*** Opening SOURCE INFORMATION ***

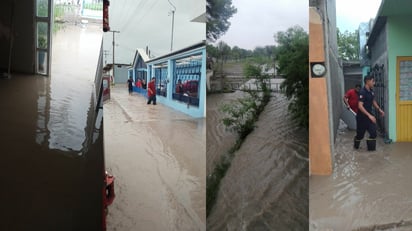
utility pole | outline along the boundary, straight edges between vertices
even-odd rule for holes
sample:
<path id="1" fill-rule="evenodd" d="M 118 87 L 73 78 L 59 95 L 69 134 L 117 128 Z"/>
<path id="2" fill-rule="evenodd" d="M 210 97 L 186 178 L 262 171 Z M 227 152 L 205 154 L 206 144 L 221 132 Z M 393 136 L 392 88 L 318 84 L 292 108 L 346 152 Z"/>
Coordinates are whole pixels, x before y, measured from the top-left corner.
<path id="1" fill-rule="evenodd" d="M 112 32 L 113 33 L 113 42 L 112 42 L 112 44 L 113 44 L 113 81 L 115 81 L 115 77 L 114 77 L 114 64 L 115 64 L 115 62 L 114 62 L 114 47 L 116 46 L 116 43 L 115 43 L 115 40 L 114 40 L 114 33 L 120 33 L 120 31 L 116 31 L 116 30 L 110 30 L 109 32 Z"/>
<path id="2" fill-rule="evenodd" d="M 175 25 L 175 11 L 176 11 L 176 7 L 170 2 L 170 0 L 168 0 L 170 5 L 173 6 L 173 10 L 172 10 L 172 41 L 170 43 L 170 51 L 173 51 L 173 30 L 174 30 L 174 25 Z"/>
<path id="3" fill-rule="evenodd" d="M 103 55 L 104 55 L 104 64 L 107 63 L 107 56 L 109 55 L 109 51 L 108 50 L 103 50 Z"/>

*** Closing SOURCE INFORMATION ***

BRIEF -> Only the text of the records belongs in your answer, repeated exactly; the pictures stay out.

REPLY ->
utility pole | outline along the boundary, straight edges between vertices
even-odd rule for holes
sample:
<path id="1" fill-rule="evenodd" d="M 118 87 L 73 78 L 59 95 L 69 134 L 117 128 Z"/>
<path id="2" fill-rule="evenodd" d="M 210 97 L 186 178 L 262 171 Z M 227 152 L 205 154 L 206 144 L 221 132 Z M 393 136 L 392 88 L 318 84 L 292 108 L 346 152 Z"/>
Coordinates are whole pixels, x before y, measured from the top-left corner.
<path id="1" fill-rule="evenodd" d="M 112 32 L 113 33 L 113 42 L 112 42 L 112 44 L 113 44 L 113 81 L 115 81 L 115 77 L 114 77 L 114 64 L 115 64 L 115 62 L 114 62 L 114 47 L 116 46 L 116 43 L 115 43 L 115 40 L 114 40 L 114 33 L 120 33 L 120 31 L 116 31 L 116 30 L 110 30 L 109 32 Z"/>
<path id="2" fill-rule="evenodd" d="M 175 25 L 175 11 L 176 11 L 176 7 L 170 2 L 170 0 L 168 0 L 170 5 L 173 6 L 173 10 L 172 10 L 172 41 L 170 43 L 170 51 L 173 51 L 173 30 L 174 30 L 174 25 Z"/>
<path id="3" fill-rule="evenodd" d="M 103 55 L 104 55 L 104 64 L 107 63 L 107 56 L 109 55 L 109 51 L 108 50 L 103 50 Z"/>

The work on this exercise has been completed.